Quote the listing below from the line containing "Would you kindly pick out the shirt" through the line containing "Target: white collared shirt", leaving out the pictures.

Material provided -
▽
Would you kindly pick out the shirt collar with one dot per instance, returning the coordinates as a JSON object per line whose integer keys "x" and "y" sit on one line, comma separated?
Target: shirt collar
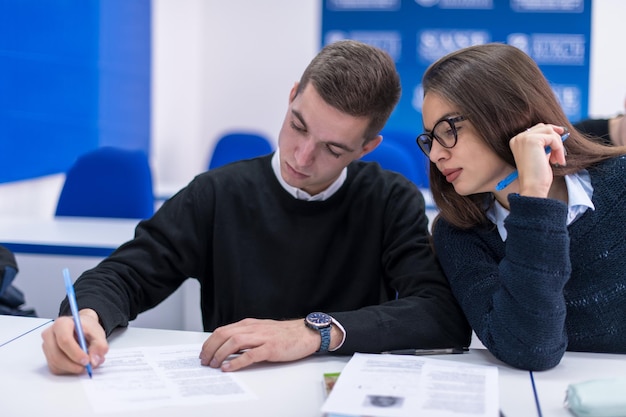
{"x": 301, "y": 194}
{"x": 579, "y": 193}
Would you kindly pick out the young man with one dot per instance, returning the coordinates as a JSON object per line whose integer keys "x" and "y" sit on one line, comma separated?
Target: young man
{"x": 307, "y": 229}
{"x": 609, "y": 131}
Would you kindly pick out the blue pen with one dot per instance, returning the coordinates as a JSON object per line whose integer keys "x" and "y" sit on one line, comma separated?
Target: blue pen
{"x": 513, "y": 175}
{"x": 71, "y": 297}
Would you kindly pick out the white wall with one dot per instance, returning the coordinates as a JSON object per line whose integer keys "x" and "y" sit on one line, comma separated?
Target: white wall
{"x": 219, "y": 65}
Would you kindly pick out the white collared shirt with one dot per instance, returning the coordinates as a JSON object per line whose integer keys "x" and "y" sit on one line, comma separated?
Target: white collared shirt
△
▽
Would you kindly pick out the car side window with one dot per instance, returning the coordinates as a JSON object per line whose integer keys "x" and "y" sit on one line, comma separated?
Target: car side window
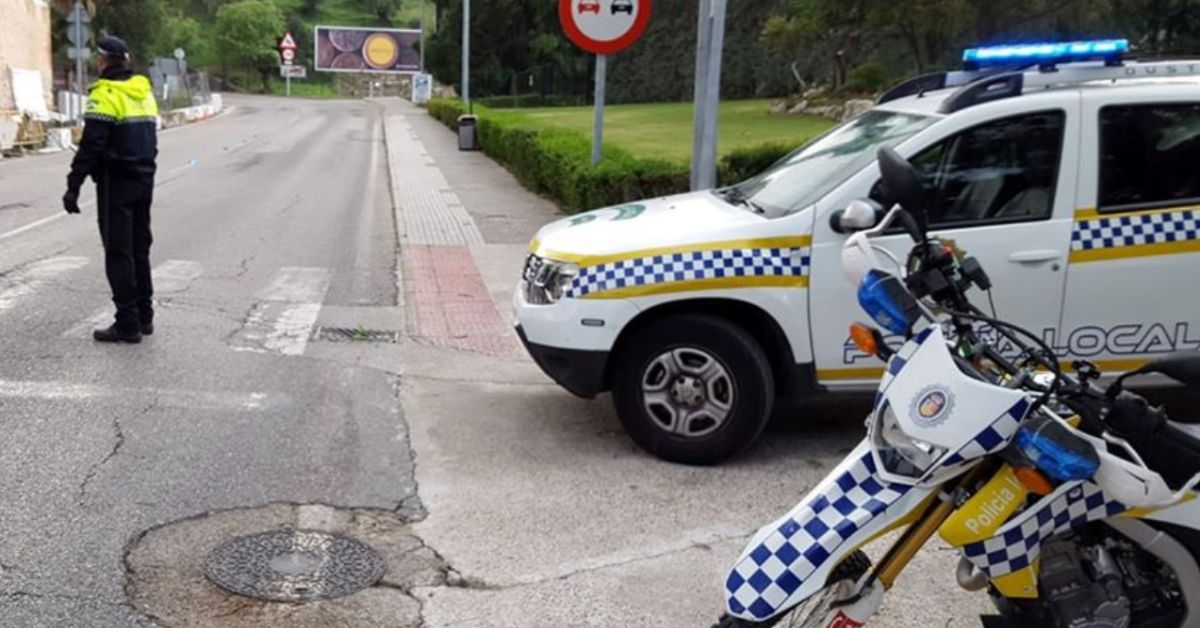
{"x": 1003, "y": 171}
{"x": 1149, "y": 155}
△
▽
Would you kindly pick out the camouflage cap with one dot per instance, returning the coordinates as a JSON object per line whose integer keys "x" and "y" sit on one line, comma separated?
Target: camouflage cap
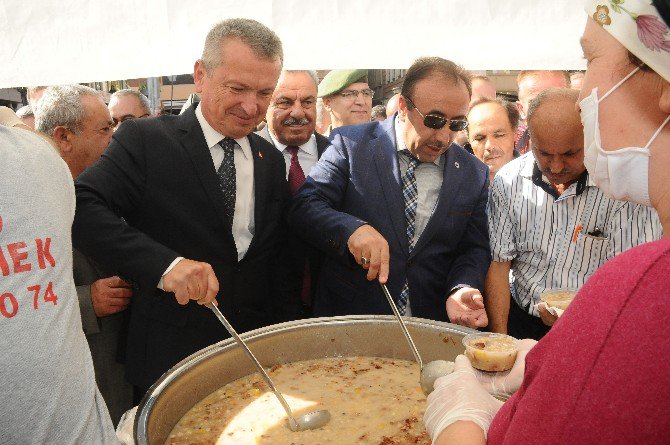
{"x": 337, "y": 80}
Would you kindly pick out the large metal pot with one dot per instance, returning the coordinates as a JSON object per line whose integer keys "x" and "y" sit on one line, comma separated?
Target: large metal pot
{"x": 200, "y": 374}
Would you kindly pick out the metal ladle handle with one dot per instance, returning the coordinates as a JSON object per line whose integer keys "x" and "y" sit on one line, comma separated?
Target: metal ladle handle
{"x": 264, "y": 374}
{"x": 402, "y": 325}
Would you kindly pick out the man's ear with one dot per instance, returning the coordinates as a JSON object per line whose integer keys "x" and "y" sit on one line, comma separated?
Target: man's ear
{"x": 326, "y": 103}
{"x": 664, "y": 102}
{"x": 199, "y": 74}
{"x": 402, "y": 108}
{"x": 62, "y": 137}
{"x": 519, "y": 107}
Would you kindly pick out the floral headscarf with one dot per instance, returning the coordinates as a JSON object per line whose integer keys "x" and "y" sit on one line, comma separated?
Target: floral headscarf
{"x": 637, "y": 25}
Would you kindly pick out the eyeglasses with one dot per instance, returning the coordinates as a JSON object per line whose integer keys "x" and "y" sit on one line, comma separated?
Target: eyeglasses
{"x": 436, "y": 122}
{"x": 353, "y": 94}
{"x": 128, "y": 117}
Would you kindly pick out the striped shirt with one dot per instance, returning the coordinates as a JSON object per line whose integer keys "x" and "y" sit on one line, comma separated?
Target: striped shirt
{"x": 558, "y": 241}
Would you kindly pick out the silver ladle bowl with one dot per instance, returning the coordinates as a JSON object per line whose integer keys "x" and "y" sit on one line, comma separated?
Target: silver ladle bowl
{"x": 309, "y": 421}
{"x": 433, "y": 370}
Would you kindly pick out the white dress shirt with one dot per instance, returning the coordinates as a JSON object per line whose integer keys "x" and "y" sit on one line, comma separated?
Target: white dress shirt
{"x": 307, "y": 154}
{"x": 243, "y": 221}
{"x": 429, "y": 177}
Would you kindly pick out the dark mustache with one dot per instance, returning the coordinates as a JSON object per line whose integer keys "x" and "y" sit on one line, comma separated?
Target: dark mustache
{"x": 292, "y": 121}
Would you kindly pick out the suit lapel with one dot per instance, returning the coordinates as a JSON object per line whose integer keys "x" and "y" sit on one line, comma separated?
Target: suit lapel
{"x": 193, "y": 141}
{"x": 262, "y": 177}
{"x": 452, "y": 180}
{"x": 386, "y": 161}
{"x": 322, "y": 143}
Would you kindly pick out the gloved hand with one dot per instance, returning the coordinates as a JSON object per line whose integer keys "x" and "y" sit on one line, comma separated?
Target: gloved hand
△
Correct response -
Would you kindly pick out the shirt collar with one dot per instance, returning the coordinates as a JSON object per line whose integer keys "x" and "y" sit on one line, comma separated?
Target: shirt collar
{"x": 301, "y": 194}
{"x": 579, "y": 193}
Would you kindly pick out the young man with one dot per instance, returning the coordinates as a JSON object per line whose integer keys "x" and "y" sit on one line, comma separated?
Target: young man
{"x": 307, "y": 229}
{"x": 609, "y": 131}
Would you kindly pick out the blue pen with one dot per instance, returning the coordinates as a JSON object per line whose integer keys "x" and "y" sit on one line, comma separated?
Target: blue pen
{"x": 513, "y": 175}
{"x": 71, "y": 297}
Would you kindly pick out the white wall with one dot per instance, returning the coordinates as a JSON object per line whose integer keys "x" and "y" sit on one line, comma separated?
Target: white wall
{"x": 219, "y": 65}
Would you kindly pick out the white collared shirt with one dot per instance, returning the coordinates as a JSON object per line whose integer keys "x" and "y" sit on one line, comma separated?
Target: white collared shirt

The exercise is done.